[Pointing records]
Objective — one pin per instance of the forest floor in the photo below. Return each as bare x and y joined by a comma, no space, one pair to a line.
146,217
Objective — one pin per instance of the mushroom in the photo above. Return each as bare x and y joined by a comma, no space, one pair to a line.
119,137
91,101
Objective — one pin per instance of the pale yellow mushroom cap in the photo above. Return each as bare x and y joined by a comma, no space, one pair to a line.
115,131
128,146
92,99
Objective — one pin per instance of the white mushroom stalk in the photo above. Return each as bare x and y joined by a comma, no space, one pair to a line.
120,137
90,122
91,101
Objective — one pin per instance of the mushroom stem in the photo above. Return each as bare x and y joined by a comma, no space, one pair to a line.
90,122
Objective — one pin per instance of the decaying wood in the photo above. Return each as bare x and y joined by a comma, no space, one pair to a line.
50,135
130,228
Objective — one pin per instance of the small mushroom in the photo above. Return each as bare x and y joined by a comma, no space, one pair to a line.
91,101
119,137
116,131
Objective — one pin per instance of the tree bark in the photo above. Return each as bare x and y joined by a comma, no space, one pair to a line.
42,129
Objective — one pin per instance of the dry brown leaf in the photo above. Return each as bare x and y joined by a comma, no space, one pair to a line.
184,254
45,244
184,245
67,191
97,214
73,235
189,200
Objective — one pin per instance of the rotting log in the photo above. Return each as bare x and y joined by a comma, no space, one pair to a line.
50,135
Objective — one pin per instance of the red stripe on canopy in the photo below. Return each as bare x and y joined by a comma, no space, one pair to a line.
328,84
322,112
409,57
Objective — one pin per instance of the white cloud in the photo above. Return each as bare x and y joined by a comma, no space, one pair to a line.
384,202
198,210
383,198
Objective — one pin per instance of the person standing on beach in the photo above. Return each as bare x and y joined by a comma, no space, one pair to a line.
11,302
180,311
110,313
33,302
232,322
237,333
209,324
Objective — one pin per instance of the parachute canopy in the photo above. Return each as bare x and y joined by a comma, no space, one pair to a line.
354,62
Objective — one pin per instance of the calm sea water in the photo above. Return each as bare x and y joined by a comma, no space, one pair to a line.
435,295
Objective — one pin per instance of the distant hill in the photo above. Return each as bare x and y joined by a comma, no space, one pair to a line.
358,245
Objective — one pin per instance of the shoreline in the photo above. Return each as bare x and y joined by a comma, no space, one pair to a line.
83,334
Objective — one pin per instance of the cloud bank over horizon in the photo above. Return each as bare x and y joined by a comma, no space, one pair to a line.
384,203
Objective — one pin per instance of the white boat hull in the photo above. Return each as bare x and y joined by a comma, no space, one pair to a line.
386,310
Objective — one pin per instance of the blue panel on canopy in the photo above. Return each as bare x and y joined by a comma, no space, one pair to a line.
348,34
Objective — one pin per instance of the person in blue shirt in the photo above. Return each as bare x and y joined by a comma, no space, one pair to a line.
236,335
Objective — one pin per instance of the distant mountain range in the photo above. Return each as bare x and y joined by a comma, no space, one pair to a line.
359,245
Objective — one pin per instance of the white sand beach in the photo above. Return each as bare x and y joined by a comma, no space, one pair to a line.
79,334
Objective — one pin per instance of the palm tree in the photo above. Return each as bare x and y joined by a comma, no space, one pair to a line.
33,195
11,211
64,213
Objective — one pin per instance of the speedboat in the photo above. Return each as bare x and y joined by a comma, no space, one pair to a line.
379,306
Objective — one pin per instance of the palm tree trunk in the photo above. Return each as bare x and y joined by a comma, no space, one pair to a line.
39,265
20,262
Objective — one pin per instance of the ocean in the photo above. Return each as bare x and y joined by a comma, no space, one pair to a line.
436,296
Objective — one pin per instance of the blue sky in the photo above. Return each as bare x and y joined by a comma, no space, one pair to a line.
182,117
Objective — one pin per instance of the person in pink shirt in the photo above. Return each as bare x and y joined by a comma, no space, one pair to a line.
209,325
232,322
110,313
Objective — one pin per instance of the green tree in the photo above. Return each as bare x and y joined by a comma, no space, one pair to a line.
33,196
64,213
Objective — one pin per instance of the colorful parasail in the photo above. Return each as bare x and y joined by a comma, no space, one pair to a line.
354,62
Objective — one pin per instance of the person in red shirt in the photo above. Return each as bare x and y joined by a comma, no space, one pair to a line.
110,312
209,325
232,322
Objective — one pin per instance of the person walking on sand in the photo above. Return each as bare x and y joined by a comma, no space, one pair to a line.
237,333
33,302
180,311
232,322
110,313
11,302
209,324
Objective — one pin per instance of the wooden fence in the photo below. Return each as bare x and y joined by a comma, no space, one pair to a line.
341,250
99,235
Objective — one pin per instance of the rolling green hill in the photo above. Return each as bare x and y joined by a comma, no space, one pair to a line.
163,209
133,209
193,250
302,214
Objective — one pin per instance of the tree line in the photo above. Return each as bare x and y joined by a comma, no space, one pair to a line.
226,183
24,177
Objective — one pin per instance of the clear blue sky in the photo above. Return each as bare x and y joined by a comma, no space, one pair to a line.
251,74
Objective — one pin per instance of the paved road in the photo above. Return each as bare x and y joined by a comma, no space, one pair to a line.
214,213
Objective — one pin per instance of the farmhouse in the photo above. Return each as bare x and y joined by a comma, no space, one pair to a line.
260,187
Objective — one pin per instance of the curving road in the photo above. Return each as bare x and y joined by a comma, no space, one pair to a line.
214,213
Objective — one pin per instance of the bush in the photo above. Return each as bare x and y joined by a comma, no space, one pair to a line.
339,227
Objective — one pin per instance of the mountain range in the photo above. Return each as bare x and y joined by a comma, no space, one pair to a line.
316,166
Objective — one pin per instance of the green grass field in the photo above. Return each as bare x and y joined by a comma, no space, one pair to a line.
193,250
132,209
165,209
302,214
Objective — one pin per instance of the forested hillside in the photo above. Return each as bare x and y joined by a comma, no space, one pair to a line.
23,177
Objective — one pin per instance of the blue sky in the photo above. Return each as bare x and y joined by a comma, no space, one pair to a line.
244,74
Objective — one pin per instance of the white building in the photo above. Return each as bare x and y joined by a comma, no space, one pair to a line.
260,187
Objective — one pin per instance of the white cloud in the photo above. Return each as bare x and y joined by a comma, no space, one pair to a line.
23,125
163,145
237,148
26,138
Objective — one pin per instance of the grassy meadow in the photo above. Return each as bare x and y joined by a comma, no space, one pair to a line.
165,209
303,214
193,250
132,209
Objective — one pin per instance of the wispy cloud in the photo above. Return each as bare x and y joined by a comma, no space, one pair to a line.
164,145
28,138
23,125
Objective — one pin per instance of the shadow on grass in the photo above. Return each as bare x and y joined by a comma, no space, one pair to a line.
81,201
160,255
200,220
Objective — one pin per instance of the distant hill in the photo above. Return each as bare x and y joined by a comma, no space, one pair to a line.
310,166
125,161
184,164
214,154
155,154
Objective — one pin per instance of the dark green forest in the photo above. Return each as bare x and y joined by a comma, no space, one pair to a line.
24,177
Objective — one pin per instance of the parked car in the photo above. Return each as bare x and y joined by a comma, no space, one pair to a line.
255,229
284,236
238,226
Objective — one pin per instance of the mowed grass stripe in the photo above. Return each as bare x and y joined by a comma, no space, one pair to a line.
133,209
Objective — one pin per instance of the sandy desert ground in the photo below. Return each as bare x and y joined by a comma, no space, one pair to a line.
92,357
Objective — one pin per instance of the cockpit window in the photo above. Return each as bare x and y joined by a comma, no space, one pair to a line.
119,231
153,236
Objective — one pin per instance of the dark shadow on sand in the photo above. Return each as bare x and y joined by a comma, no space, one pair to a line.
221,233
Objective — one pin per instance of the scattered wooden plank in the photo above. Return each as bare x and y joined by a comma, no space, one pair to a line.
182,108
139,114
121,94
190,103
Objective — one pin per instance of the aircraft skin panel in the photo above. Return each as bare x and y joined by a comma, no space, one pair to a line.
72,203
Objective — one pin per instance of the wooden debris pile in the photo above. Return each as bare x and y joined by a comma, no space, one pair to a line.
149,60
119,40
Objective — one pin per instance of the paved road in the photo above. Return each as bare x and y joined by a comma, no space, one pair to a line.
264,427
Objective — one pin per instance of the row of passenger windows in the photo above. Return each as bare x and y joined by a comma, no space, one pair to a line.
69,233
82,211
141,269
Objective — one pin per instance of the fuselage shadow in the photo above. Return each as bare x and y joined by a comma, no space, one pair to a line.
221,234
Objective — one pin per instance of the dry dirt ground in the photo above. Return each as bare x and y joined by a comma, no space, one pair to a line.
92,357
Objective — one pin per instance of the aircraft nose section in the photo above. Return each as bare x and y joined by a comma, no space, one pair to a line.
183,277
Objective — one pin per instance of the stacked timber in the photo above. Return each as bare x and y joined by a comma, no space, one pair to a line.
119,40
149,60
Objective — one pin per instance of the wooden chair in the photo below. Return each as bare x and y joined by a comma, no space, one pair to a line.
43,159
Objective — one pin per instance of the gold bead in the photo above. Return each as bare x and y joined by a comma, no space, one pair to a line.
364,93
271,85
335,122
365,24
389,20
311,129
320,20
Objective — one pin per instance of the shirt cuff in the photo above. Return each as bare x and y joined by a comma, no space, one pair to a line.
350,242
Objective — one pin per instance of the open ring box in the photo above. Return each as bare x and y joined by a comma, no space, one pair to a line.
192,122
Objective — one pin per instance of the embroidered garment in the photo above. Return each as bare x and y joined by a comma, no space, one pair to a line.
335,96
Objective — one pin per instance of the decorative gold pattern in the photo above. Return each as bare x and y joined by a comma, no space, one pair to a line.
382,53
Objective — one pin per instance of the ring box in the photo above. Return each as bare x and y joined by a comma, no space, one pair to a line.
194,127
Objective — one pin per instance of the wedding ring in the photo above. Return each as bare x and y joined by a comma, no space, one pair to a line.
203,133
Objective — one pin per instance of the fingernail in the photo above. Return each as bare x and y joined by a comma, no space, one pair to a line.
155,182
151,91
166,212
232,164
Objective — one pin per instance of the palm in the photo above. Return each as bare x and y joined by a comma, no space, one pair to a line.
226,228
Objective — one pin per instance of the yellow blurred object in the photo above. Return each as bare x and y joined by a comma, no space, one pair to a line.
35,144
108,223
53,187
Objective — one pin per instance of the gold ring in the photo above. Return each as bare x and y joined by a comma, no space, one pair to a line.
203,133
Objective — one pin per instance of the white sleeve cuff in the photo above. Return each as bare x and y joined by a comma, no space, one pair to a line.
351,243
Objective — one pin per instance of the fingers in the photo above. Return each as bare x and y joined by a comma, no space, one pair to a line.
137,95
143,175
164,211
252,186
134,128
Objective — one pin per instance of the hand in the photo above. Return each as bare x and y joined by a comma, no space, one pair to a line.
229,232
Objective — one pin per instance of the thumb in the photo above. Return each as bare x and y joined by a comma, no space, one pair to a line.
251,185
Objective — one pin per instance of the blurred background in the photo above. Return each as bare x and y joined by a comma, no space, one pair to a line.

[Short exercise] Return exactly the lines of the data, and only those, from the line with "Objective — one pin per instance of the gold ring" through the last line, inclusive.

[Response to this task]
Objective — one pin per instance of the gold ring in the photo above. Return each as bare x and y joined by a comma, no space, one pair to a line.
203,133
Objective — one pin per instance of the white sleeve cuff in the photo above. Return each as bare x and y joined by a comma, no space, one pair to a line.
351,243
Objective — one pin per instance of the fingers in the photo above. Return each as bare x and y joined by a comma, no space, one pair to a line.
137,95
143,175
164,211
252,186
134,128
Objective — one pin per instance of the hand in the photo above. Return each as bare x and y joined by a comma, no space, one pair to a line.
229,232
Objective — one pin per instance of the thumb in the photo above. Return each as bare x and y joined by a comma, no space, one pair to a line.
251,185
Objective — one pin per instance of the blurred background in the photo above. Return each as bare x and y joined by a comma, no space, one pair to a line.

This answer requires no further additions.